• **TASKS FOR THIS EXERCISE**:
(A) According to the opinion below, on what date did Cintron file his request for a domestic violence restraining order against Lizarraga?
(B) Transcribe the portion of the opinion below starting at "APPEAL from an" and ending at "appearance for Respondent.".

## START SOURCE PASSAGE

COURT OF APPEAL, FOURTH APPELLATE DISTRICT
DIVISION ONE
STATE OF CALIFORNIA
RICARDO CINTRON, D082524
Respondent,
v. (Super. Ct. No. 23FDV01703S)
LAYDA LIZARRAGA,
Appellant.
APPEAL from an order of the Superior Court of San Diego County, Tim Nader, Judge. Affirmed. Layda Lizarraga, in pro. per., for Appellant. No appearance for Respondent.
MEMORANDUM OPINION1 Layda Lizarraga appeals from the trial court’s order granting a one- year domestic violence restraining order (DVRO) against her for the
1 This case is appropriate for resolution by memorandum opinion because it raises “no substantial issues of law or fact.” (Cal. Stds. Jud. Admin., § 8.1; see People v. Garcia (2002) 97 Cal.App.4th 847.) protection of Ricardo Cintron and his parents. Because Lizarraga has failed to meet her appellate burden of affirmatively demonstrating reversible error, we affirm the court’s order. BACKGROUND On April 18, 2023, Cintron filed a request for a DVRO against Lizarraga. They share a son who was then 17 years old. Cintron asked to include their son and his parents as additional protected parties. He further requested an order that he be awarded sole legal and sole physical custody of their son, with no visitation for Lizarraga. In his supporting declaration, Cintron averred his son called to tell him Lizarraga “was being abusive” and he was afraid of her. Cintron then “filed for custody,” which made problems he had with Lizarraga “worse.” After Cintron’s wife, Denise Cintron, tried to serve Lizarraga with the “paperwork” for their custody hearing, Lizarraga called Cintron and told him he was a “ ‘bitch’ ” and his wife was a “ ‘fat bitch.’ ” Lizarraga then “escalated things.” Cintron asked her to leave him alone. When she did not, he blocked her telephone number. Lizarraga then began calling his wife and family instead. Lizarraga “threatened” his parents by “following them to work and home,” and was calling them from “unknown numbers with threats to call the border patrol.” On April 9, 2023, Lizarraga called Denise and was “very unhappy” Cintron had requested custody. Lizarraga told Denise they were going to “ ‘regret’ ” doing that. She “threatened” Denise and called her a “ ‘bitch.’ ” She told Cintron his “wife is no good for [him].” Then a week later, on April 15, the passenger and front side windows of Cintron’s car “were smashed.” Cintron “believe[d Lizarraga] was responsible for this.” The same day Cintron filed his request, the trial court issued a temporary restraining order (TRO) against Lizarraga. The court included
2 Cintron’s parents but not the son as protected parties, and declined to issue any child custody and visitation orders pending an evidentiary hearing. On May 24, 2023, Lizarraga, with legal representation, filed a response. In her declaration, Lizarraga denied Cintron’s allegations of abuse. She averred Denise’s request for a permanent civil restraining order, based on “the same [alleged] facts,” had been denied on May 8. The parties’ son had been living “solely” with her and had only recently “reconnect[ed]” with Cintron. Denise “encouraged” Cintron to file a motion to modify the parties’ custody of their son, but Lizarraga was “not upset or angry” about it. It was only after the Family Court Services mediator recommended that Lizarraga maintain primary custody of their son that Cintron filed his DVRO request. Lizarraga denied making any threats, damaging Cintron’s property, calling from blocked numbers, or sending negative texts.

## END SOURCE PASSAGE
## START COLLECTED MATERIAL

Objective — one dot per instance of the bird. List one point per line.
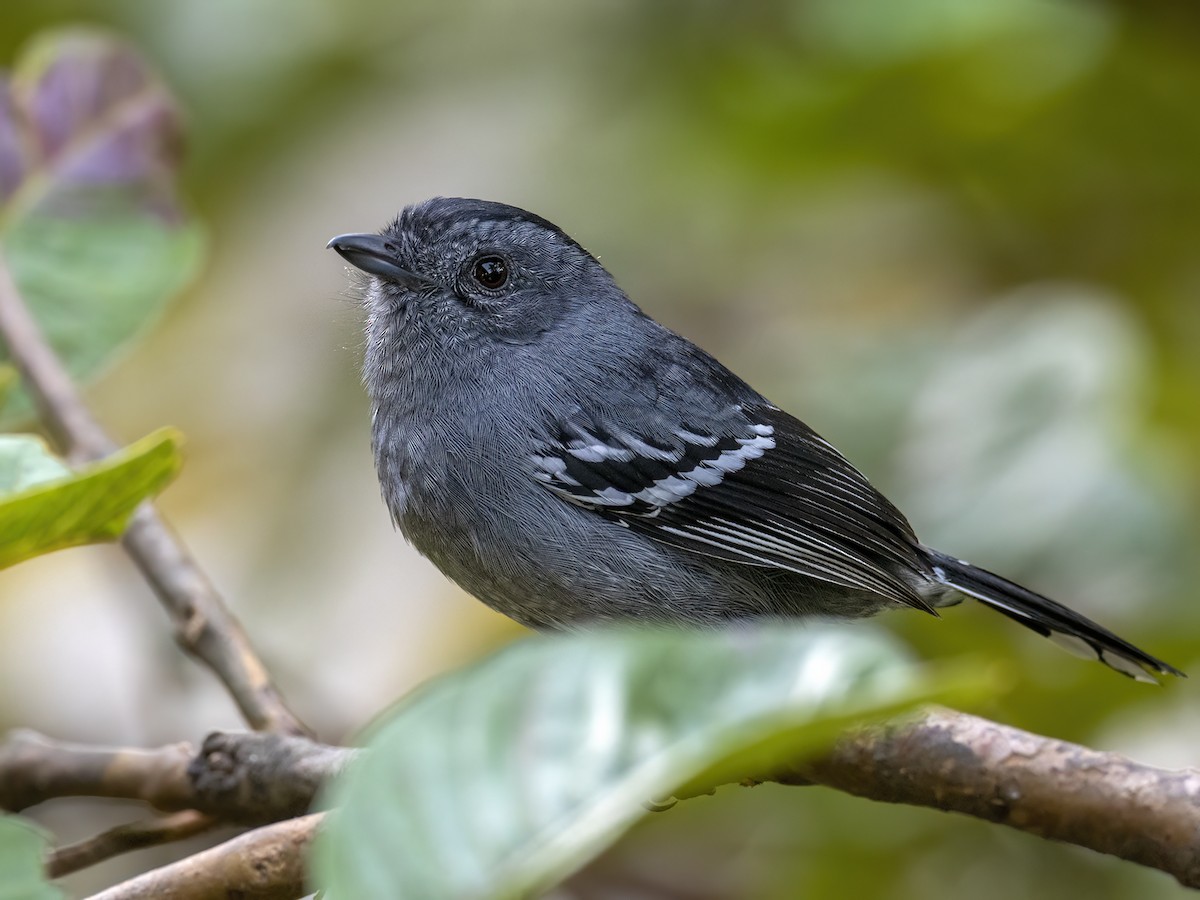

## END COLLECTED MATERIAL

• **CORRECT ANSWERS**:
(A) April 18, 2023.

(B)
APPEAL from an order of the Superior Court of San Diego County, Tim Nader, Judge. Affirmed. Layda Lizarraga, in pro. per., for Appellant. No appearance for Respondent.